**Given task**: Please write out all of the records below again, switching "Pick out" to "Mark" and leaving everything else unchanged. Leave the pictures out of your answer.

★ ★ ★

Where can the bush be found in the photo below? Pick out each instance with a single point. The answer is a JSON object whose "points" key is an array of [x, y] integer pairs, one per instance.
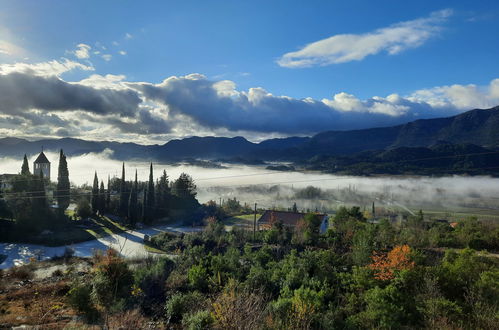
{"points": [[198, 277], [180, 304], [83, 209], [24, 272], [79, 297], [112, 280], [151, 282], [198, 321]]}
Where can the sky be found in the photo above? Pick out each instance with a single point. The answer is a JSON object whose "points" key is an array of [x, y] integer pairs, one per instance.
{"points": [[152, 71]]}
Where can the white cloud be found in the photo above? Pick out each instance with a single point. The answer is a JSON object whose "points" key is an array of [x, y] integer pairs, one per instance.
{"points": [[50, 68], [461, 97], [343, 48], [82, 51], [8, 48]]}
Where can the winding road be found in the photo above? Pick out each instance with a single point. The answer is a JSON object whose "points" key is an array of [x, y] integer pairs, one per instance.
{"points": [[129, 243]]}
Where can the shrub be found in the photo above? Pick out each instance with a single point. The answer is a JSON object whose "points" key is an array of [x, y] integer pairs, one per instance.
{"points": [[83, 209], [198, 277], [112, 280], [198, 321], [150, 282], [79, 297], [180, 304]]}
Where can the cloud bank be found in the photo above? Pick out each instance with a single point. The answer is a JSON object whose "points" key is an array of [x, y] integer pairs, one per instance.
{"points": [[35, 101], [342, 48]]}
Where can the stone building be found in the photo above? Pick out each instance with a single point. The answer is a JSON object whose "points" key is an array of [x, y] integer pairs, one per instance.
{"points": [[42, 164]]}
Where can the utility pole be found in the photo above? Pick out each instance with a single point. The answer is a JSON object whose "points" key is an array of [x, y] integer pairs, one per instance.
{"points": [[254, 226]]}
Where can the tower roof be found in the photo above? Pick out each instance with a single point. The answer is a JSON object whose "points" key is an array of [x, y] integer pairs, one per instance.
{"points": [[42, 158]]}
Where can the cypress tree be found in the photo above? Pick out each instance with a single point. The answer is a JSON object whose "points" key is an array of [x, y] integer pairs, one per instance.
{"points": [[25, 167], [63, 187], [123, 208], [163, 193], [95, 194], [132, 205], [102, 198], [144, 206], [39, 199], [150, 196], [108, 194]]}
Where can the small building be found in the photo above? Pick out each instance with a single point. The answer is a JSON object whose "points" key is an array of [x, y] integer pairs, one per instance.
{"points": [[42, 165], [6, 181], [288, 219]]}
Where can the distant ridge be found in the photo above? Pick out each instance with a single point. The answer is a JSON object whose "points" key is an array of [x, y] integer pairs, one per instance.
{"points": [[479, 127]]}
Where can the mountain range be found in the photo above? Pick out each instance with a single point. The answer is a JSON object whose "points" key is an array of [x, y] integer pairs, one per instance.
{"points": [[479, 127]]}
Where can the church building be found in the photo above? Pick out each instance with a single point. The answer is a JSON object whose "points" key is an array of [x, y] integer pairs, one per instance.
{"points": [[42, 164]]}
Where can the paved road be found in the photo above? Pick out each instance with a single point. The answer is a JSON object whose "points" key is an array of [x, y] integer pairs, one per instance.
{"points": [[130, 243]]}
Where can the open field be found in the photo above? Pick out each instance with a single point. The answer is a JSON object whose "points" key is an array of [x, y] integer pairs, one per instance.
{"points": [[242, 221], [74, 232]]}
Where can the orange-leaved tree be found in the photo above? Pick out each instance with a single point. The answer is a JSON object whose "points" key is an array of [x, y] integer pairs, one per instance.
{"points": [[385, 265]]}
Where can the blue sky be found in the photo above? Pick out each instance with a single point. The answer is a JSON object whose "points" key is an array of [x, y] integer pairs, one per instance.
{"points": [[254, 68]]}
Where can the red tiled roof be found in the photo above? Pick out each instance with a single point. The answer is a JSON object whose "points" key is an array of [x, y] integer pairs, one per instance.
{"points": [[287, 218], [42, 158]]}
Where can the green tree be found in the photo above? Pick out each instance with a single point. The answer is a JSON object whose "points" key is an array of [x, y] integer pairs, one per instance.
{"points": [[63, 186], [132, 205], [184, 187], [95, 194], [123, 207], [163, 195], [83, 208], [149, 204]]}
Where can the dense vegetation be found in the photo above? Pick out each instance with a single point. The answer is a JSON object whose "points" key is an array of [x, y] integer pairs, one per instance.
{"points": [[356, 275], [440, 159], [33, 208]]}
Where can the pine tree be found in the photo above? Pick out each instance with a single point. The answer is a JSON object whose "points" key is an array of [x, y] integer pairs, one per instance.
{"points": [[63, 186], [95, 194], [132, 205], [25, 167], [102, 198], [123, 208]]}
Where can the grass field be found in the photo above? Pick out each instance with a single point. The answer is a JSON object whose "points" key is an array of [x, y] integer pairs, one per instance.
{"points": [[71, 233], [244, 221]]}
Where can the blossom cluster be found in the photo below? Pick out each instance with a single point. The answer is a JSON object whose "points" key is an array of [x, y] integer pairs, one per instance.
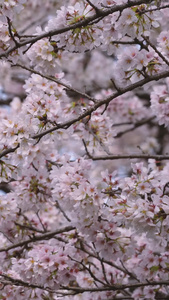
{"points": [[78, 92]]}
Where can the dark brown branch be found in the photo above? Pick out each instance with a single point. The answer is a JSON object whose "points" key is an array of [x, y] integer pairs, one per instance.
{"points": [[136, 125], [7, 151], [37, 238], [129, 156], [156, 50], [55, 80], [87, 21]]}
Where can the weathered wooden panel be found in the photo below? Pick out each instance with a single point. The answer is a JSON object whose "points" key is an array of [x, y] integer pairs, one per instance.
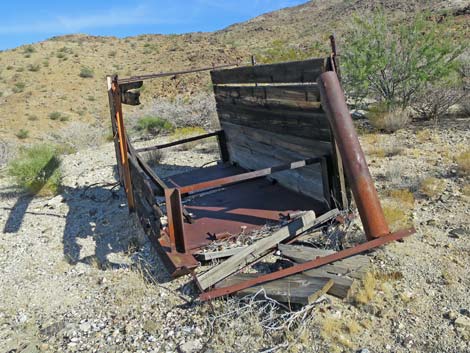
{"points": [[300, 97], [252, 154], [296, 289], [289, 72]]}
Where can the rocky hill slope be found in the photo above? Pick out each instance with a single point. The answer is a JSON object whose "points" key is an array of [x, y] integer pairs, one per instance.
{"points": [[53, 87]]}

★ ★ ★

**Response for this exercise**:
Where can the bush be found in the photo below? Mark each instance with a single point. The answer is a JSON object whose "points" key is an array of [x, y] integer pairs, one per instance.
{"points": [[198, 277], [180, 304], [83, 209], [24, 272], [79, 297], [112, 280], [151, 282], [198, 321]]}
Where can the sky be found in the photo above? Mark each instance with a single point. The answer is a JSON object whose "points" key is an array of [x, y] integer pairs, one per instance.
{"points": [[152, 71]]}
Where can the white cloud be found in the photo above? Mark each instance with a single point. The answer is a JSON object whose "points" key is an array of [x, y] integer pairs, one per instance.
{"points": [[50, 68], [461, 97], [343, 48], [82, 51], [8, 48]]}
Where can the winding road be found in the photo above? Mark each instance with a single point. The answer is a JSON object whose "points" key is an array of [x, y] integer pairs, one per instance.
{"points": [[129, 243]]}
Where can the shrub be found in the photo above? Mark each instance with a single point. The answer is a JSON object whose "points" key is an array of [x, y] integer pairs, one per instance.
{"points": [[83, 209], [198, 277], [112, 280], [198, 321], [150, 282], [79, 297], [180, 304]]}
Where can the cloud bank be found in the photo above? Mark each instance with a single point. The answer is a JSON object whose "points" key is an array of [x, y] integer pairs, one per instance.
{"points": [[35, 101], [342, 48]]}
Where can the stone building be found in the photo above? Mark each instance with a single point. The answer is a JSON object whose "points" key is an array of [x, y] integer pairs, one per instance.
{"points": [[42, 164]]}
Where can the utility pole be found in the photo above? Mark each instance with a single point. The answer is a JSON object whose "points" key is an array of [x, y] integer pairs, one per instance.
{"points": [[254, 226]]}
Where can the tower roof be found in the photo above? Mark each instance with a single point. The answer is a JSON object whose "points" key is an array of [x, y] integer pairs, one per instance.
{"points": [[42, 158]]}
Where can the cypress tree be found in the photo above? Mark each instance with a single point. The answer is a JSON object whose "points" key is an array of [x, y] integer pairs, one per instance.
{"points": [[25, 167], [63, 187], [123, 208], [163, 193], [95, 194], [132, 205], [102, 198], [144, 206], [39, 199], [150, 196], [108, 194]]}
Where can the small building be found in the photo above? Mark each instance with a single point. The answer is a JSON object whose "points" key is an array of [x, y] integer pairs, one per instance.
{"points": [[42, 165], [6, 181], [288, 219]]}
Where can the distant ridge be found in the photo above? Mark each instance with a single point. The answer is a JSON object whose "points" key is an array of [x, y] integer pairs, one per instance.
{"points": [[479, 127]]}
Where can the mountain range be found in the photo above? Mark each instance with a single point. The answer is a JSON object whose "points" key is an array of [x, y] integer pairs, one per instance.
{"points": [[479, 127]]}
Where can the church building be found in the photo above? Mark each instance with a single point. The answer is a JSON object whose "points" key is an array of [x, y] integer pairs, one per instance.
{"points": [[42, 164]]}
Where can the paved road be found in the photo above? Mark each instance with a single point. The answer is a JSON object whose "points" key is an array of [x, y] integer pairs, one per instance.
{"points": [[130, 243]]}
Where can the open field be found in the photo above? Mark each instance with a single point. The answer is a JSON object whose "points" key is an array of [x, y] integer pairs, one per instance.
{"points": [[242, 221], [74, 232]]}
Where can the orange-leaved tree be found in the photo above? Mark each instance with a single point. The answer is a JSON object whose "points" key is an array of [x, y] integer pairs, one per instance.
{"points": [[385, 265]]}
Where can the blue sky be found in the photo above? Mark each instance with a single point. The answer is a JSON object whose "points" key is an array of [x, y] integer pairs, one per instance.
{"points": [[254, 68]]}
Where can the red tiled roof be found in the photo above? Mark each instance with a single point. The answer is a JSON object whose "points" key is an array of [x, y] integer pairs, one per instance.
{"points": [[287, 218], [42, 158]]}
Where can the green tree be found in the photo above? Mark each instance with a single point. The answer is a JSON object whose "points" key is an array of [x, y] integer pairs, one per instance.
{"points": [[63, 186], [132, 205], [184, 187], [95, 194], [123, 207], [163, 195], [83, 208], [149, 204]]}
Where can the dense vegetation be found in the photo above? Mark each instance with a single point. The answer is a JSON object whose "points" key is an array of [x, y] integer pairs, one per instance.
{"points": [[356, 275], [440, 159], [33, 208]]}
Where can the pine tree be found in the photo above? Mark each instance with a single point. The answer is a JSON object whose "points" key is an array of [x, y] integer pairs, one per instance.
{"points": [[63, 186], [95, 194], [132, 205], [25, 167], [102, 198], [123, 208]]}
Where can the grass field be found in the photo above? Mark each instance with a single point. The answer is a JSON object whose "points" key is an array of [x, y] integer pairs, one per instance.
{"points": [[71, 233], [244, 221]]}
Where can the blossom cluster be found in the photo below? Mark each instance with a single point. The answer is a JSON object whose "points" key is an array of [x, y] integer pairs, one per instance.
{"points": [[78, 92]]}
Where can the dark brown branch be found in the photo above? Mark each instance with a single point. The answer is a JSON object whose "points" key is an array of [x, y] integer pairs, one per instance.
{"points": [[136, 125], [7, 151], [37, 238], [129, 156], [156, 50], [55, 80], [87, 21]]}
Where can the weathered wooden panel be found in the photo below? Mark each instance with a single point. The answer is a JSON object whose "points" key is an array of [x, y] integer pairs, one per instance.
{"points": [[300, 97], [252, 154], [296, 289], [289, 72]]}
Where can the rocky hill slope be found in the photo above? Mark each instance with a single point. The answer is a JSON object whose "points" key is an array of [x, y] integer pairs, one per instance.
{"points": [[53, 87]]}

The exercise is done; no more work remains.